**REQUIRED ACTIONS**
A - Answer these questions from the LaGrange College timeline:
(i) What caused the fire that ravaged the College Building in 1860?
(ii) How many gallons of water did the swimming pool in Harriet Hawkes Hall hold?
(iii) In what year did LaGrange College officially become co-educational?
B - Reproduce everything in the LaGrange College timeline from "Timeline: since 1831" down to "Hall now stands.", changing "Broad Street" to "Main Street".

**TEXT**
· · · · ·

Timeline: since 1831
1831
LaGrange Female Academy is chartered.
1847
Renamed LaGrange Female Institute, the school officially begins awarding collegiate degrees.
1849
The college moves down Broad Street to its current location on the Hill, acquiring a large home on the spot where Smith Hall now stands.
1856
The Methodist Episcopal Church South takes ownership of the college.
1860
The impressive College Building (which housed classrooms, labs, library and auditorium) is ravaged by a fire caused by a traveling musician.
1889
Water pipes and electric lights are installed on campus.
1911
Harriet Hawkes Hall joins other campus facilities. It contains dormitory rooms, a large gymnasium and a swimming pool holding 30,000 gallons of water.
1934
LaGrange Female College is renamed LaGrange College.
1941
College students rally around the war effort, knitting blankets and scarves and making bandages.
1945
Thanks largely to meeting the $500,000 endowment benchmark, LaGrange College receives full accreditation from the Southern Association of Colleges and Schools.
1949
The Quillian Building opens and serves as the first library building on campus.
1953
LaGrange College officially becomes co-educational.
1961
All women on dates are still required to have signed “date permits” and permission from their parents if they are going out with men who are not LaGrange students.
1963
A gift of Callaway Foundation, Inc., the new Banks Library provides five times the space of its former location in the Quillian Building.
1969
Margin of Distinction Program begins its nine-year process of $9 million of campus improvements, including Henry Residence Hall, Callaway Science Building, Price Theater and the purchase of Sunny Gables.
1970
Historic 119-year-old Dobbs Hall destroyed by fire, the second disaster on the site.
1973
A two-year nursing program and the master of education degree are established.
1982
Named in honor of a LaGrange native and nationally acclaimed artist, the Lamar Dodd Art Center opens, providing a facility able to attract the best art students and to exhibit the college’s growing art collection.

· · · · ·

**DATA SHOWN**
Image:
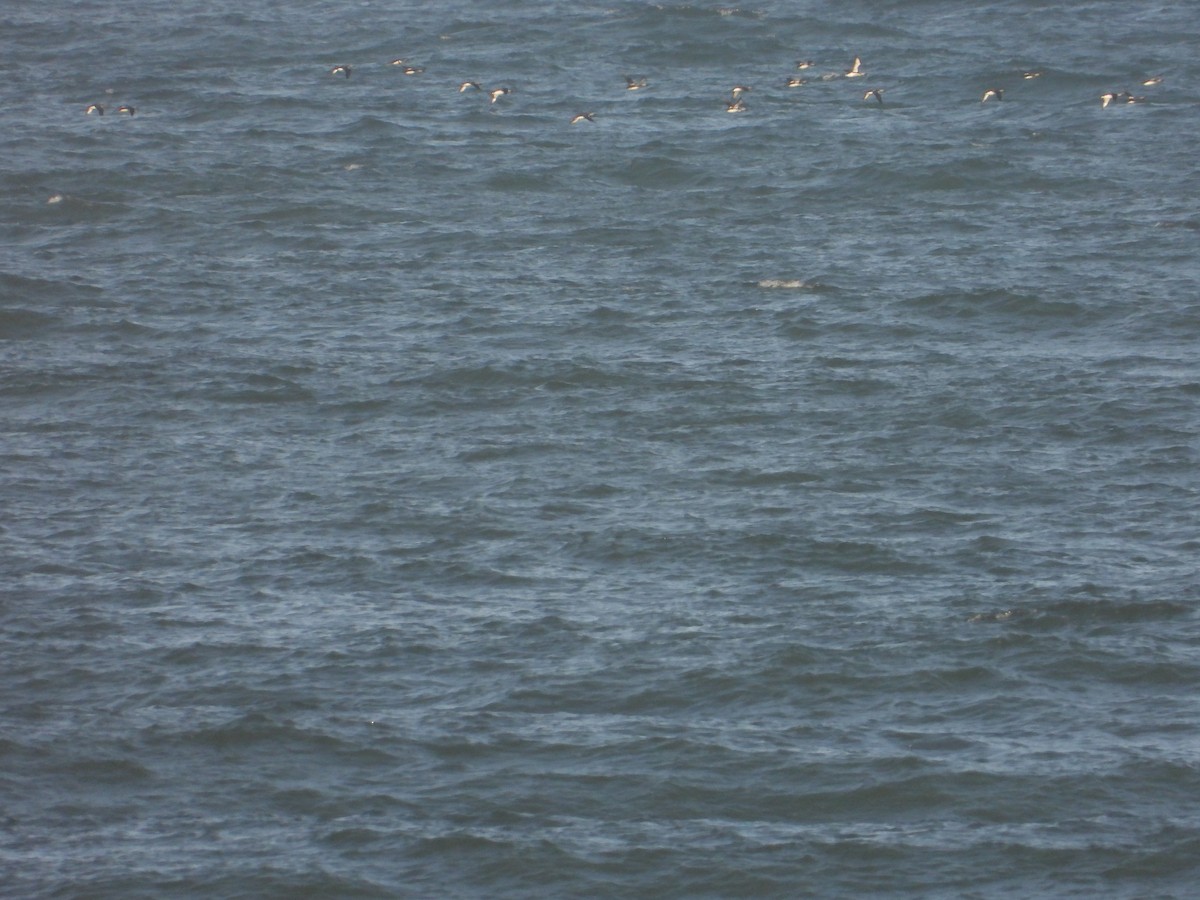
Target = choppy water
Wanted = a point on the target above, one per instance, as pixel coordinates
(407, 496)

· · · · ·

**ANSWERS IN ORDER**
A -
(i) A traveling musician.
(ii) 30,000 gallons.
(iii) 1953.

B -
Timeline: since 1831
1831
LaGrange Female Academy is chartered.
1847
Renamed LaGrange Female Institute, the school officially begins awarding collegiate degrees.
1849
The college moves down Main Street to its current location on the Hill, acquiring a large home on the spot where Smith Hall now stands.